**TEXTE À LIRE**

-----

Ecole

Publié le par zorba

 

 




Dès que les portes de l'école s'ouvraient à cinq heures pour nous libérer, nous étions une quarantaine de gamins à gicler comme des bandes de perdreaux à cartable. Les uns filaient directement au goûter que les mères étaient déjà en train de tartiner, les autres tout aussi directement vers les vergers alentour se gaver de fruits, cartables jetés comme des dépouilles au pied des arbres et le plus étonnant de l'histoire, c'est que personne ne semblait s'apercevoir de la disparition soudaine des récoltes.

Oui mais voilà. Quelqu'un veillait. Non pas les propriétaires des arbres saccagés. Peu après l'heure de la sortie, tandis que les pensionnaires retournaient en étude jusqu'à sept heures après une courte pause, Monsieur Palacin, le directeur, enfourchait sa moto. Vroum, vroum. Il la chauffait doucement. Puis démarrait à vitesse réduite, et commençait à patrouiller. Une rue après l'autre, un raidillon après l'autre. Il passait partout, avec sa moto. Jusque dans les chemins creux qui menaient aux vergers. Jusqu'au terrain de foot bien sûr. Jusqu'à la rivière, qu'il était capable de longer en épiant tout mouvement suspect. Et gare à celui qui n'était pas à ses devoirs.

-----

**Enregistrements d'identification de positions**
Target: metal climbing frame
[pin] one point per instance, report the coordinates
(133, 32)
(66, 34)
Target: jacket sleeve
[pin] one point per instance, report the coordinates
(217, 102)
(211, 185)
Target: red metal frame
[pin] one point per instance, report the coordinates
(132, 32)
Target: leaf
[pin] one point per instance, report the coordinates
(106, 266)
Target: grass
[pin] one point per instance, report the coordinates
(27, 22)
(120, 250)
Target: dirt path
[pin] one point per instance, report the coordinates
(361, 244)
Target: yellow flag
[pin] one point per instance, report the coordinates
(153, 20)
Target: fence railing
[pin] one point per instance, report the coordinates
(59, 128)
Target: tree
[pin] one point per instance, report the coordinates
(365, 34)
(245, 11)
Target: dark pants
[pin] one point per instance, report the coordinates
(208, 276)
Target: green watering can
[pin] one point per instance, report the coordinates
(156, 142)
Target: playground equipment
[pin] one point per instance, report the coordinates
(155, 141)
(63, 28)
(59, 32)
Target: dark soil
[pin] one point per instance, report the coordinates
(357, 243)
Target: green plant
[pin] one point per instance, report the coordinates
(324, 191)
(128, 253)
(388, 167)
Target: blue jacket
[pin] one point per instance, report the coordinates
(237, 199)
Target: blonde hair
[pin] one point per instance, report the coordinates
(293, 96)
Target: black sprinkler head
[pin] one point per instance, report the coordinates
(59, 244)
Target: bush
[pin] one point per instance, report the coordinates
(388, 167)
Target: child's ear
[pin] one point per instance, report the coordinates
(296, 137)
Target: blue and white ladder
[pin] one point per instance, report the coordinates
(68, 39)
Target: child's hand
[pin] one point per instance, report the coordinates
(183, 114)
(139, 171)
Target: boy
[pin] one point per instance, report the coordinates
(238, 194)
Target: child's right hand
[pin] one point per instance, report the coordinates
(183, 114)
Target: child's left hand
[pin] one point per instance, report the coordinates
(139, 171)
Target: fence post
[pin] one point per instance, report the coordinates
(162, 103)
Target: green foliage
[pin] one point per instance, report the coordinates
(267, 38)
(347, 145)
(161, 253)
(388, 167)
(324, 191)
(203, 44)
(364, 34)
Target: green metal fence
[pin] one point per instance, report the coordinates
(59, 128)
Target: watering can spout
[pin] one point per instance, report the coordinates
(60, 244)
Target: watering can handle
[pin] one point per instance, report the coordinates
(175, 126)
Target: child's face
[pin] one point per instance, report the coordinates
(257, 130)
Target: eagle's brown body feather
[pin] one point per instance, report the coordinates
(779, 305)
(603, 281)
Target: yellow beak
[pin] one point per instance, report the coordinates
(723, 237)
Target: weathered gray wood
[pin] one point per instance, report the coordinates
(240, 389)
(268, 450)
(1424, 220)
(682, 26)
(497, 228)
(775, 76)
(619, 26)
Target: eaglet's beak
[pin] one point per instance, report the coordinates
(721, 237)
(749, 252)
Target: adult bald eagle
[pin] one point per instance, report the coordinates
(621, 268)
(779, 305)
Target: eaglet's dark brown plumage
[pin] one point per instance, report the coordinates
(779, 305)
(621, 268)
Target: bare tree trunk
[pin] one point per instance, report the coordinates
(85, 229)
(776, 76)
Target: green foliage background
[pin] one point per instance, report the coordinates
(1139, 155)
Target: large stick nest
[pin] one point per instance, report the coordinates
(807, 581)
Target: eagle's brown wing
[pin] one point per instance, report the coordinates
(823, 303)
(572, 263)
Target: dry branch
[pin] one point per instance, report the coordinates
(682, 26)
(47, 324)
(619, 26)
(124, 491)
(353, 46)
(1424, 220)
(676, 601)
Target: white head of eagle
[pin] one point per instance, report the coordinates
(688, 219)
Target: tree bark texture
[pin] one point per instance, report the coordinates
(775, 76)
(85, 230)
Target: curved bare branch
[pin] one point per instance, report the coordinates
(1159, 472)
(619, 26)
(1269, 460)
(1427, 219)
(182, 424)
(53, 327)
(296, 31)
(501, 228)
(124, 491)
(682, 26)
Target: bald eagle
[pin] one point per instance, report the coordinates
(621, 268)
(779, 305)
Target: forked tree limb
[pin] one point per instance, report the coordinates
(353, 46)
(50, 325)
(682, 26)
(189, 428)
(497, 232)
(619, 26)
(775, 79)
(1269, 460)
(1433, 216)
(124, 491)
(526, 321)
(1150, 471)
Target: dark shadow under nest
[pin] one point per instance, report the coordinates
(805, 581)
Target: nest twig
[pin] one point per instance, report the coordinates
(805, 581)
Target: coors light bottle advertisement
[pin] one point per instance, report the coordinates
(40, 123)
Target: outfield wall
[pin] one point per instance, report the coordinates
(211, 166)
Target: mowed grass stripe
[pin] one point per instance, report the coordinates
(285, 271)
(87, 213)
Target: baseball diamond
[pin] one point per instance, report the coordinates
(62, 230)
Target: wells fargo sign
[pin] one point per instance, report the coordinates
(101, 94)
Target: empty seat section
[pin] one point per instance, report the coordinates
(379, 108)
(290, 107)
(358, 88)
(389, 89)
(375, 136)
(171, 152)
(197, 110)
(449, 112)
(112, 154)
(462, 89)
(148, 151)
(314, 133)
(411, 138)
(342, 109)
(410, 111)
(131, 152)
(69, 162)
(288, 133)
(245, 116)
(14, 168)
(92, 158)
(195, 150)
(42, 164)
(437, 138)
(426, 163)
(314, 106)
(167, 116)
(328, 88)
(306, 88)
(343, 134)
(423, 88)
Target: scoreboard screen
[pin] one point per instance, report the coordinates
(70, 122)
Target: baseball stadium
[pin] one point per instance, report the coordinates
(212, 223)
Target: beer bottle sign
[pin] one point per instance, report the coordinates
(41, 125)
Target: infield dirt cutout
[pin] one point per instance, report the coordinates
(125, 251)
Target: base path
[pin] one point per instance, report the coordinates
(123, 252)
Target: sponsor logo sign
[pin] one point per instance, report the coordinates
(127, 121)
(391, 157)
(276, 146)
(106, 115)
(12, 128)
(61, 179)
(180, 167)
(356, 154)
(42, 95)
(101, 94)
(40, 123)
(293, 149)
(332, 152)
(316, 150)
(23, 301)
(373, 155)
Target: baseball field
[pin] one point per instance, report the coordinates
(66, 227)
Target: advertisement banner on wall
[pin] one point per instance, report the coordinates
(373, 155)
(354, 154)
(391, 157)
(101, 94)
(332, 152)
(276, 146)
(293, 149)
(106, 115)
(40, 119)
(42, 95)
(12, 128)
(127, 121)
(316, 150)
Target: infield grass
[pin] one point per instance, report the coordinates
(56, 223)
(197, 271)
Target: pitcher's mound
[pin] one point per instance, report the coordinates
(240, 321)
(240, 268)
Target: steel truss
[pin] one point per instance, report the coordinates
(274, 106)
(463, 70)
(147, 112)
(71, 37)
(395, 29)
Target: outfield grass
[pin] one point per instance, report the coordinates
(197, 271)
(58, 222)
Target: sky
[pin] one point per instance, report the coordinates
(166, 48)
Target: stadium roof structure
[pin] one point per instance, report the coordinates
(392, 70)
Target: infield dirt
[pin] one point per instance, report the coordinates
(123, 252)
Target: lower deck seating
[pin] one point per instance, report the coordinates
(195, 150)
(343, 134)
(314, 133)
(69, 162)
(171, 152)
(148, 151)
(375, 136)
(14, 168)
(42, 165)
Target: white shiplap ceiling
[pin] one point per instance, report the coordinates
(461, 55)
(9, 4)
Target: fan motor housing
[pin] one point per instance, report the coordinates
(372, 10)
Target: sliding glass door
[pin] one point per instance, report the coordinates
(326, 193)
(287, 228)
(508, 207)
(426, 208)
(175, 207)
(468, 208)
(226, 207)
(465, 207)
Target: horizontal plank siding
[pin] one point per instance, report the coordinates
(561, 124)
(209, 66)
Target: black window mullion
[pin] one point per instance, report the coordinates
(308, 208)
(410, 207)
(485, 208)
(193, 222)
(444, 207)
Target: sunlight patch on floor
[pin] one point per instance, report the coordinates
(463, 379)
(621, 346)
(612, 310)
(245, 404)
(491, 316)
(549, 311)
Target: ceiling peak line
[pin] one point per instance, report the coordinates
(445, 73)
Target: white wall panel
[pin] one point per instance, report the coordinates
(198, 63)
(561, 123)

-----

**CONSIGNE**
Dans le texte sur l'école, avec quel véhicule Monsieur Palacin, le directeur, patrouillait-il après la sortie ?

**RÉPONSE RÉDIGÉE**
Avec sa moto.